◆ **Exercise requirements**
Reproduce all the lines below exactly and omit the images.

◆ **Listed records**
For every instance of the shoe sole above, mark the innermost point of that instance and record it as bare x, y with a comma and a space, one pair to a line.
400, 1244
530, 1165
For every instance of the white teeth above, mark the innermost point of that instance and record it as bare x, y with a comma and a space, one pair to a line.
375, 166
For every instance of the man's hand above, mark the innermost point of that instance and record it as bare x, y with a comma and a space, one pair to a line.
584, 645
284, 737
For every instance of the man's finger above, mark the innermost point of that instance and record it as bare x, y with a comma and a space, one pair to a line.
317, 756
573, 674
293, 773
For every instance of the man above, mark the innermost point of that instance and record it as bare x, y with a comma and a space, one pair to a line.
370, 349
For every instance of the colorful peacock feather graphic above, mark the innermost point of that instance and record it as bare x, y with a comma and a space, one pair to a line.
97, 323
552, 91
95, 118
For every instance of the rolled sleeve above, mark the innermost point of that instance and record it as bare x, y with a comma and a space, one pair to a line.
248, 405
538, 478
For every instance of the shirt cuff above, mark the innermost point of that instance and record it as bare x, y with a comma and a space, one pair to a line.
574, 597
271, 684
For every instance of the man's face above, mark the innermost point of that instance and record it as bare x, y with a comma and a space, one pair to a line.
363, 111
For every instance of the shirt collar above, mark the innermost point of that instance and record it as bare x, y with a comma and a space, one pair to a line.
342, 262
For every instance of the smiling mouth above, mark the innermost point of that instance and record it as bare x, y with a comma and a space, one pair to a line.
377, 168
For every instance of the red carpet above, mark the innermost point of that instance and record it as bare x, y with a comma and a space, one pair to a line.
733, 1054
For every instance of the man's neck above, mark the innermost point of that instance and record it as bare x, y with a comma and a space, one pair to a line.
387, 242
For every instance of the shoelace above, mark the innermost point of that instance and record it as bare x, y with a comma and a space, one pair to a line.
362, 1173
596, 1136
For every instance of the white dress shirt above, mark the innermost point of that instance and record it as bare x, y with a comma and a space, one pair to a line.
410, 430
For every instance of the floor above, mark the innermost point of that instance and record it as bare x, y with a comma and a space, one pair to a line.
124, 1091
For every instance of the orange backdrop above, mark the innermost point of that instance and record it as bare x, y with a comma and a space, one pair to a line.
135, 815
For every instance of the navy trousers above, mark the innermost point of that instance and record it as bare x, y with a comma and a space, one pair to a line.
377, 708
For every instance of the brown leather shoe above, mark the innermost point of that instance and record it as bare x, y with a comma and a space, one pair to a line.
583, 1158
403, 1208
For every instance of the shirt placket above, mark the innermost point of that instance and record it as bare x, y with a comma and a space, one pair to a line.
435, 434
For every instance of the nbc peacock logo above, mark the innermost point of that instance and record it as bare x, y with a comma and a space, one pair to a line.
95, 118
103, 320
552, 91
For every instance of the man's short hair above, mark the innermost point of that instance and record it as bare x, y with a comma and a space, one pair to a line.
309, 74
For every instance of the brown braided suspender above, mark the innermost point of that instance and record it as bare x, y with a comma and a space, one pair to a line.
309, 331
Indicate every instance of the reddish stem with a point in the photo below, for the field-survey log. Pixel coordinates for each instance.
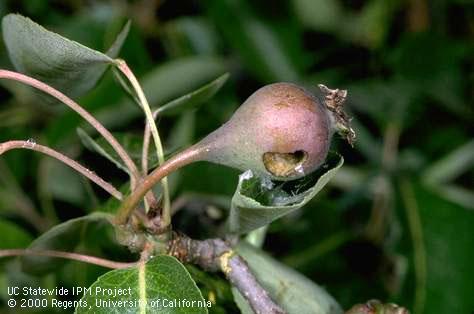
(135, 175)
(6, 146)
(67, 255)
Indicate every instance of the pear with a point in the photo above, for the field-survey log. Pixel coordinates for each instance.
(281, 131)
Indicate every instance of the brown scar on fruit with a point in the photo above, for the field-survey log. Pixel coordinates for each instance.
(284, 164)
(280, 105)
(334, 100)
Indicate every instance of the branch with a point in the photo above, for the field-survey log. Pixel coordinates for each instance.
(22, 203)
(217, 255)
(135, 175)
(128, 205)
(67, 255)
(6, 146)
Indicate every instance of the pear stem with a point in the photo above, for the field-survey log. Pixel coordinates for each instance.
(67, 255)
(123, 67)
(190, 155)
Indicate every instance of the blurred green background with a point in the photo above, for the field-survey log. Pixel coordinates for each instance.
(397, 221)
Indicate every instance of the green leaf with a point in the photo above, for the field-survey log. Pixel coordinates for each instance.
(195, 98)
(291, 290)
(150, 288)
(62, 237)
(13, 237)
(257, 202)
(62, 63)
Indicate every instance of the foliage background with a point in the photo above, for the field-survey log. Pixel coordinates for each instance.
(396, 222)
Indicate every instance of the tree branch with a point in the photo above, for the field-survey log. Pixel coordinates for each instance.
(6, 146)
(217, 255)
(67, 255)
(135, 175)
(128, 205)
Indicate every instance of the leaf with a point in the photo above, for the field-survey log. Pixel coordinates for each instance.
(150, 288)
(13, 237)
(62, 237)
(257, 202)
(62, 63)
(291, 290)
(195, 98)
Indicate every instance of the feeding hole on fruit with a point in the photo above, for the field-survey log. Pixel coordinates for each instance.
(284, 164)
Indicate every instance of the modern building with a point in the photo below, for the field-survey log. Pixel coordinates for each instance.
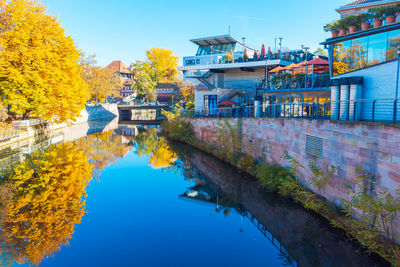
(362, 6)
(126, 75)
(226, 69)
(167, 93)
(364, 68)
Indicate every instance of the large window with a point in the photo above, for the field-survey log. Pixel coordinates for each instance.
(365, 51)
(215, 49)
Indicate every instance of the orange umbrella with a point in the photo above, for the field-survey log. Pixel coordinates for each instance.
(290, 66)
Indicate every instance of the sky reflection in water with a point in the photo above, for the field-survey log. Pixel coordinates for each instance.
(144, 205)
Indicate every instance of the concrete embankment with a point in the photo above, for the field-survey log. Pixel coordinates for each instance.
(348, 146)
(307, 238)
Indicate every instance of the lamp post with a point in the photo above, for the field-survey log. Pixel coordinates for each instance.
(306, 67)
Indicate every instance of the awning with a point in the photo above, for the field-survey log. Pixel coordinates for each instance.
(290, 66)
(214, 40)
(318, 61)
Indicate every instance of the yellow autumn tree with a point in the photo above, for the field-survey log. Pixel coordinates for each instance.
(163, 64)
(47, 203)
(101, 82)
(39, 65)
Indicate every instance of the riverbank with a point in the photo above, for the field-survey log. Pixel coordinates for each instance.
(90, 114)
(227, 146)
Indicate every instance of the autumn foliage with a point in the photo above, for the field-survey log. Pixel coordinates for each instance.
(39, 71)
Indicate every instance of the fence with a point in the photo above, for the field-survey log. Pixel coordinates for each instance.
(374, 110)
(309, 82)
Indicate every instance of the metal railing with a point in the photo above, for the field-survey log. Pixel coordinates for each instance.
(373, 110)
(309, 82)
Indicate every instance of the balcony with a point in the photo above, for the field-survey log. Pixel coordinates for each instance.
(287, 83)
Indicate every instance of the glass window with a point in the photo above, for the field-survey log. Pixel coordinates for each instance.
(366, 51)
(341, 57)
(393, 43)
(377, 46)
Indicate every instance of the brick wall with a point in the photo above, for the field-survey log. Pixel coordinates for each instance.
(348, 146)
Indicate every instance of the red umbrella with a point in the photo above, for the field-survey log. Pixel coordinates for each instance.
(227, 103)
(263, 50)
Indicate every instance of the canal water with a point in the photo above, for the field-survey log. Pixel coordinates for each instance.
(128, 197)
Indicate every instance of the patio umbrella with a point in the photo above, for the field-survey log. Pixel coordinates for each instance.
(277, 69)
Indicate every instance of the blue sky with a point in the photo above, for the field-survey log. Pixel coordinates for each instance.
(124, 29)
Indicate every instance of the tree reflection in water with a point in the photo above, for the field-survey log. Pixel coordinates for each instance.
(148, 143)
(42, 198)
(301, 237)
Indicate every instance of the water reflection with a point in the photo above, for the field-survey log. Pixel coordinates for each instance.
(42, 199)
(301, 237)
(148, 143)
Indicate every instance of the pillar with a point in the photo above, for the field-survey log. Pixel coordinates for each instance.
(335, 98)
(344, 102)
(354, 106)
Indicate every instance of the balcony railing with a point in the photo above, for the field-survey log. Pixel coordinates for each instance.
(372, 110)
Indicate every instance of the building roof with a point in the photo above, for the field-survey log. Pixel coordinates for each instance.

◆ **Written reply**
For every instance of the shoe sole above, mark the innermost point of that instance and record it as bare x, y with a comma and a space, one pair to a line.
400, 1244
530, 1165
For every instance of the white teeth above, mark the innermost point of that instance and record it as bare x, y with a comma and a space, one pair to a line.
375, 166
For every instance of the man's hand above, mark the innermost point of that instance and record it as bare x, y with a comma and a space, one pair to a line.
584, 645
284, 737
For every instance of the man's finger above, mark the innermost point of that instance and record it as bare x, y with a comma and a space, one pair to a line.
317, 756
573, 674
293, 773
For every instance of the man above, mark the innermost point of that instance and record it as bare x, y with a comma and a space, one pair to a line.
370, 349
For every instance of the colorful peacock feather graphic above, mark the innermost point of that instance and record it as bare x, y with a comma and a space, one pair to a line.
97, 323
552, 91
95, 118
For every instance of the rolled sleeve above, mark the innermost point of that instance and record it as bare x, y with a comma and a space, one pair to a line.
248, 405
538, 478
For every instance of the shirt cuff above, mark the innermost point of that instance and record it as bare x, y with a comma and a space, one pair to a line.
574, 597
271, 684
For every instance of the man's face above, mark the innermost point of that instance and record it as bare x, y with a comma and a space, one pair to a line.
363, 111
For every instance of the shirt collar above, mark the innermost point of that instance and record it as bare x, y with a comma and a space, one pair to a line.
342, 262
For every instance of the smiling mouth above, mark the innermost point of that instance and record it as bare x, y with a comma and a space, one pair to a line.
377, 168
For every instance of the red carpet above, mark the innermost point of that instance and record it as bare x, y with a comma and a space, one pair to a line.
733, 1054
For every instance of the man's neck above, mark the innermost point of that instance and record it as bare x, y with a comma and a space, one pair to a line.
387, 242
For every instance of the shoelace above, mark the innermost point of that instance and record it as bare x, y with a comma and a space, one pair to a line.
362, 1173
596, 1136
For every instance of the white dress shirt above, mark the innermost point of that instance and record it as bare x, y with a comma and a space, one pair to a line.
410, 430
For every instance of the floor above, mark the innermost point of that instance and record it as bare x, y with a comma and a space, one pair to a line.
124, 1091
For every instance of the orange backdrop above, mark the innermost point of that instance and record it as bare x, y with a comma and a space, one pair to a line.
135, 815
For every instance of the navy trousers above, mark the innermost point of that instance and record it as bare x, y with a comma and a space, one pair to a line.
377, 708
For every instance of the brown leather shoe above, mark the innermost point of that instance and record it as bare x, y with a comma and a space, one pair to a line.
583, 1158
403, 1208
For every instance of the shirt placket above, mark the innermost point of that instance and record it as bare x, y with a comma and a space, one pair to a line.
435, 434
For every instance of the nbc peacock logo above, mark the innermost point of that instance and record it as bare x, y with a comma and a space, one pair to a line.
95, 118
103, 320
552, 91
For every instance of the man's short hair above, mark the innermost point of that instance and record it as bare x, y with a comma and a space, one pair to a line.
309, 74
For every instance of the brown braided suspender above, mark the innermost point of that instance and record it as bare x, y with a comma and a space, one pair to a line.
309, 331
Indicate every instance of the reddish stem with a point in the photo below, for the field-survey log. Pixel coordinates for each instance.
(135, 175)
(6, 146)
(67, 255)
Indicate every instance of the pear with a point in the photo above, for the field-survey log. Pixel coordinates for each instance.
(281, 131)
Indicate every instance of the brown scar on fruit with a point in the photo above, for the field-survey log. Pixel coordinates for each instance.
(284, 164)
(280, 105)
(334, 100)
Indicate every instance of the branch with a point in the photo above, for the field-survey log. Pixel coordinates for each instance.
(22, 203)
(217, 255)
(135, 175)
(128, 205)
(67, 255)
(6, 146)
Indicate every instance of the pear stem with a point in the photo above, for the field-survey log. Pixel coordinates for each instance.
(67, 255)
(123, 67)
(190, 155)
Indicate every instance of the blurred green background with a point in the photo above, for the field-survey log. Pixel coordinates for each instance.
(397, 221)
Indicate every instance of the green leaf with a point in the photo above, for the field-survey log. Pixel coordinates for each instance.
(195, 98)
(291, 290)
(150, 288)
(62, 237)
(13, 237)
(257, 202)
(62, 63)
Indicate every instance of the foliage background with a point in the photo above, for the field-survey log. Pixel coordinates for each instance.
(396, 222)
Indicate every instance of the tree branch with a point in the photo above, for the field-survey log. Pixel coordinates for each instance.
(6, 146)
(217, 255)
(67, 255)
(135, 175)
(128, 205)
Indicate every instance of the leaf with a point in the photo above, for the field-survey log. Pixel coordinates for each instance.
(150, 288)
(13, 237)
(62, 237)
(257, 202)
(62, 63)
(291, 290)
(195, 98)
Indicate every instance of the feeding hole on fruit with a point in the photo above, for the field-survey log. Pixel coordinates for each instance.
(284, 164)
Indicate every instance of the modern building with a point in the photo below, for the field-survey log. Pixel coordinates for each instance.
(362, 6)
(126, 75)
(226, 69)
(167, 93)
(364, 68)
Indicate every instance of the large window with a point in the photo above, for the field-survey log. Pixel coordinates for each instance.
(365, 51)
(215, 49)
Indicate every instance of the orange umbrella with a point in the photo above, for the field-survey log. Pixel coordinates for each instance.
(290, 66)
Indicate every instance of the sky reflection in water with a point in the photo above, for the field-survey log. Pixel coordinates for each instance.
(144, 205)
Indicate every instance of the concrete embankment with a point in the photo above, for the field-survey log. Pixel coordinates for each instance.
(348, 146)
(307, 238)
Indicate every instance of the lamp post with a point in the photo above, for the field-survey log. Pixel coordinates for each instance.
(306, 67)
Indicate every instance of the awning with a point in the photo above, for the field-survey log. Pixel coordinates for each instance.
(290, 66)
(214, 40)
(318, 61)
Indicate every instance of the yellow autumn tree with a point in the photo above, for the field-survey log. Pixel coordinates for each instance.
(163, 64)
(47, 203)
(101, 82)
(39, 65)
Indicate every instance of the riverbank with a point in the photo above, for the field-survey log. Pixel coordinates for each instance.
(90, 114)
(227, 146)
Indicate every instance of the autumn foliage with a point in the photo above, for the field-survey log. Pixel coordinates for each instance.
(39, 71)
Indicate every instance of the fence with a point in the photo above, for the field-survey log. Pixel coordinates for each instance.
(374, 110)
(309, 82)
Indicate every instance of the metal railing with a point in the photo above, for the field-survey log. Pixel coordinates for each instance.
(373, 110)
(309, 82)
Indicate every instance of the balcony with a point in the photo above, for the field-survey log. Pixel coordinates for each instance.
(287, 83)
Indicate every instance of the glass window with a point in the photo above, for the field-survey log. Pixel coordinates for each instance.
(366, 51)
(341, 57)
(393, 43)
(377, 46)
Indicate every instance of the brick wall with a point in the photo above, for the field-survey log. Pixel coordinates for each instance.
(348, 146)
Indicate every instance of the red umbrella with a point in the photo above, for the field-survey log. Pixel coordinates for each instance.
(227, 103)
(263, 50)
Indicate every instance of the canal water with a point in the photo above, for the field-survey log. Pixel coordinates for each instance.
(128, 197)
Indicate every instance of the patio umbrella with a point in the photo above, for the field-survey log. Pixel coordinates for each instance.
(277, 69)
Indicate every instance of the blue sky with a point in the photo above, for the field-survey log. Pixel coordinates for each instance.
(124, 29)
Indicate every instance of the tree reflection in water with a point in the photo above, for the field-survey log. Pixel coordinates for each instance.
(148, 143)
(42, 198)
(301, 237)
Indicate every instance of the water reflection with a point in the photo above, for the field-survey log. Pixel coordinates for each instance.
(42, 199)
(301, 237)
(148, 143)
Indicate every instance of the pillar with a point in the photo above, for the field-survey log. Pixel coordinates for each instance.
(335, 98)
(344, 102)
(354, 106)
Indicate every instance of the balcony railing with a point in the photo above, for the field-survey log. Pixel coordinates for each instance.
(372, 110)
Indicate every instance of the building roof with a point in the photo above, for the field-survey log. Pixel coordinates for each instance.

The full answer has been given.